#### Consigne 1:
Selon le texte sur Alain et le pacifisme, de quoi Alain s'est-il aussi alimenté, au-delà de l'expérience de sa génération ?
#### Consigne 2:
Écrivez la suite du texte sur Alain et le pacifisme, à partir de sa dernière phrase.

═════ Texte de lecture

Alain avait bien perçu la nature guerrière du fascisme ; il a écrit des formules qui restent d’actualité contre « les pouvoirs de toute espèce ». Y résister, c’était la condition de la paix. Mais résister, c’était pour lui résister à ceux qui nous gouvernent, à l’État, aux élus, aux bureaux, à tous ceux qui se parent d’autorité. Le danger de guerre ne venait pas d’au-delà des frontières. Se battre contre le fascisme, c’était continuer la lutte séculaire contre les pouvoirs, contre les armements, contre les diplomaties entreprenantes. Au-delà de l’expérience affreuse qui fut celle de toute sa génération, convertie au pacifisme, Alain s’est alimenté aussi d’un francocentrisme fort répandu parmi les intellectuels français de l’époque.

══════════
═════ Données présentées

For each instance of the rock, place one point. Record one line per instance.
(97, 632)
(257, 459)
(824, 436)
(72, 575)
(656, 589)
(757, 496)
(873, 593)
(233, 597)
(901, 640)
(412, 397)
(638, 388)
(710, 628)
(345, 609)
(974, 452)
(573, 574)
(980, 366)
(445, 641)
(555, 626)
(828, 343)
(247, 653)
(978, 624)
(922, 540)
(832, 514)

══════════
═════ Données présentées

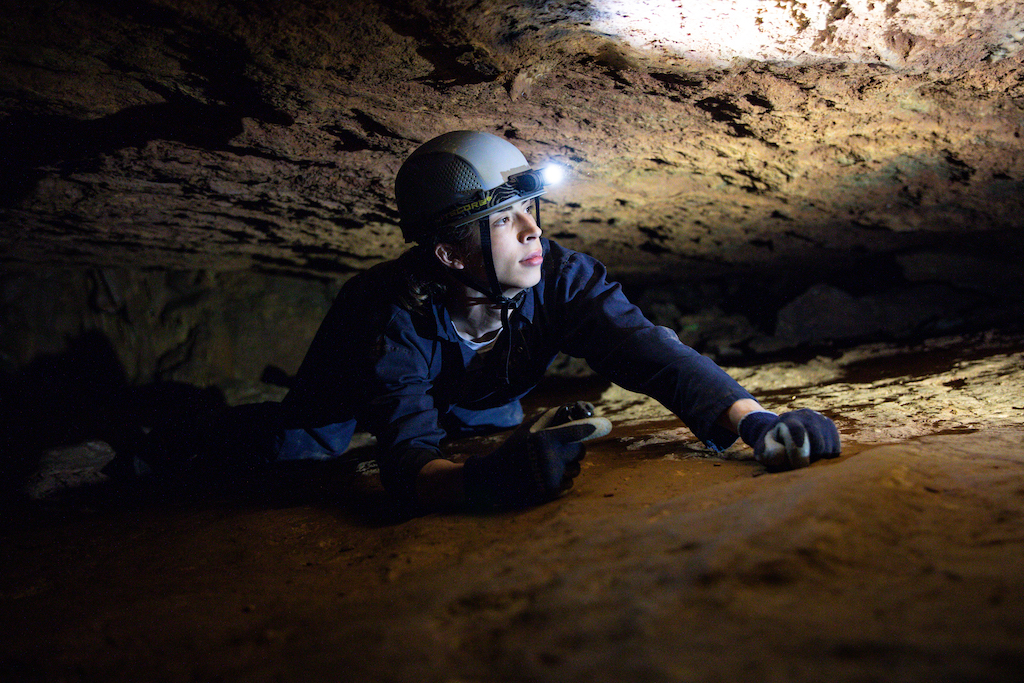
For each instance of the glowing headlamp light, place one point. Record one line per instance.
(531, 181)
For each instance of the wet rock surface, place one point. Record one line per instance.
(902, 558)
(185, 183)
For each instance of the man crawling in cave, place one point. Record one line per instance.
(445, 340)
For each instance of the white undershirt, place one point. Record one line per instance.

══════════
═════ Données présentées

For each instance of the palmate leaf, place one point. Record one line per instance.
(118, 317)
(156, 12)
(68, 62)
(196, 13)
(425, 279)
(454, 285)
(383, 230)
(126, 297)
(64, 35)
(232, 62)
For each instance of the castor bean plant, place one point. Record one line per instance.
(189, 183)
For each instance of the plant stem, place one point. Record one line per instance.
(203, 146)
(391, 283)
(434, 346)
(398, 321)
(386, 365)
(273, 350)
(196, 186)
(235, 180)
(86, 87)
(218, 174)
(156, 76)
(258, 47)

══════════

#### Réponse finale 1:
D'un francocentrisme fort répandu parmi les intellectuels français de l'époque.

#### Réponse finale 2:
A travers un article, paru le 25 septembre 1937 dans La Révolution prolétarienne, intitulé « Comment abattre le fascisme ? », et signé Horace (pseudonyme d’Henri Van Zurk, un militant révolutionnaire néerlandais vivant en France), l’auteur s’en prenait à cette tarte à la crème du pacifisme antifasciste : « Dans n’importe quelle situation, l’ennemi politique no 1 est toujours chez nous. » Cet article stigmatisant « le cancer pacifiste » dans une publication révolutionnaire pacifiste donna lieu à un débat. La direction de la revue, elle, dénonça les thèses « aberrantes », « effarantes » du « camarade Horace ». Cela nous paraît résumer assez bien l’aveuglement de l’antifascisme dominant en 1936 : la journée du 6 Février devant le Palais-Bourbon avait éclipsé l’instauration du régime nazi en Allemagne. Tenir tête à Hitler n’était pas au programme.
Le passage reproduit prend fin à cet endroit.